Your goal | Repeat the listing in full, exactly as it stands.

** Start Given data **

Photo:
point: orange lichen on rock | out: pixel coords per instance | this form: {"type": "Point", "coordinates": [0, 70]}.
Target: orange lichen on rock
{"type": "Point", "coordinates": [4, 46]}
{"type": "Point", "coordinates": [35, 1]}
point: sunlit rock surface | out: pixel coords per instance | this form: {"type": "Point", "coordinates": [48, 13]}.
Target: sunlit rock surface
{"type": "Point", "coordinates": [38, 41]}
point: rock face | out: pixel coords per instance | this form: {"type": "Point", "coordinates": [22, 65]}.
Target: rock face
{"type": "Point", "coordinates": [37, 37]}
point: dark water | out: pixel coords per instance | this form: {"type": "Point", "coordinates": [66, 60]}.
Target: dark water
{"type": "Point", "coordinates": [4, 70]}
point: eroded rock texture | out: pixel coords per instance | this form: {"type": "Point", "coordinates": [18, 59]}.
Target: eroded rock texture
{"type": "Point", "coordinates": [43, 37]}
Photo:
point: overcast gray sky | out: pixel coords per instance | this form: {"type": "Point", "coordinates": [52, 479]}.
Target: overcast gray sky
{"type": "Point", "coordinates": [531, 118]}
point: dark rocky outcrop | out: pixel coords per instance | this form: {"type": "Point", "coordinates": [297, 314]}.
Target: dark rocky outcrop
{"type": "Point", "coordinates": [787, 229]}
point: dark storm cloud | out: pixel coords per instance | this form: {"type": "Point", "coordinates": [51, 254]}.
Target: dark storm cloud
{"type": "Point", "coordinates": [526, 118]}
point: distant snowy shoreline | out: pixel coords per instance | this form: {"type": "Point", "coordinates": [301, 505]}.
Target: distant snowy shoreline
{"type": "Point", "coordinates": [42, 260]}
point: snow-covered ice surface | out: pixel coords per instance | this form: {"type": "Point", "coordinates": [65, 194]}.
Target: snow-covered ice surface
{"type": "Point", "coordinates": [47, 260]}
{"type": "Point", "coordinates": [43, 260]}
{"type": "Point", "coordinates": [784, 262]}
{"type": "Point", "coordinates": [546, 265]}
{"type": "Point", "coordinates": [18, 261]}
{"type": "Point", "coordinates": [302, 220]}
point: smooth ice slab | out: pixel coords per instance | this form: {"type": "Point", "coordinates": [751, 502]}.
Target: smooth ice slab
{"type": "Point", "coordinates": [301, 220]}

** End Given data **

Exercise response |
Photo:
point: orange lichen on rock | out: pixel coords per instance | this form: {"type": "Point", "coordinates": [0, 70]}.
Target: orange lichen on rock
{"type": "Point", "coordinates": [4, 46]}
{"type": "Point", "coordinates": [35, 1]}
point: sunlit rock surface | out: pixel coords per instance | this form: {"type": "Point", "coordinates": [48, 13]}.
Target: sunlit rock surface
{"type": "Point", "coordinates": [38, 41]}
point: rock face | out: pixel coords per instance | this form: {"type": "Point", "coordinates": [22, 65]}.
Target: rock face
{"type": "Point", "coordinates": [37, 37]}
point: dark water | out: pixel coords per instance | this form: {"type": "Point", "coordinates": [66, 60]}.
Target: dark water
{"type": "Point", "coordinates": [4, 70]}
point: eroded rock texture | out: pixel coords per instance | this form: {"type": "Point", "coordinates": [18, 59]}.
Target: eroded rock texture
{"type": "Point", "coordinates": [43, 37]}
Photo:
point: overcast gray sky | out: pixel coords per instance | this form: {"type": "Point", "coordinates": [52, 479]}.
Target: overcast gray sky
{"type": "Point", "coordinates": [531, 118]}
point: dark rocky outcrop | out: pixel coords per instance | this form: {"type": "Point", "coordinates": [297, 314]}.
Target: dark rocky outcrop
{"type": "Point", "coordinates": [787, 229]}
point: dark storm cloud | out: pixel coords per instance | this form: {"type": "Point", "coordinates": [51, 254]}.
Target: dark storm cloud
{"type": "Point", "coordinates": [526, 118]}
point: distant snowy shoreline | out: pixel coords per instance | this form: {"type": "Point", "coordinates": [301, 505]}.
Target: distant snowy shoreline
{"type": "Point", "coordinates": [42, 260]}
point: snow-covered ice surface | out: pixel coords per instance | this form: {"type": "Point", "coordinates": [65, 194]}.
Target: snow-covered ice surface
{"type": "Point", "coordinates": [47, 260]}
{"type": "Point", "coordinates": [43, 260]}
{"type": "Point", "coordinates": [784, 262]}
{"type": "Point", "coordinates": [546, 265]}
{"type": "Point", "coordinates": [18, 261]}
{"type": "Point", "coordinates": [302, 220]}
point: smooth ice slab | out: pixel coords per instance | this form: {"type": "Point", "coordinates": [751, 502]}.
Target: smooth ice slab
{"type": "Point", "coordinates": [301, 220]}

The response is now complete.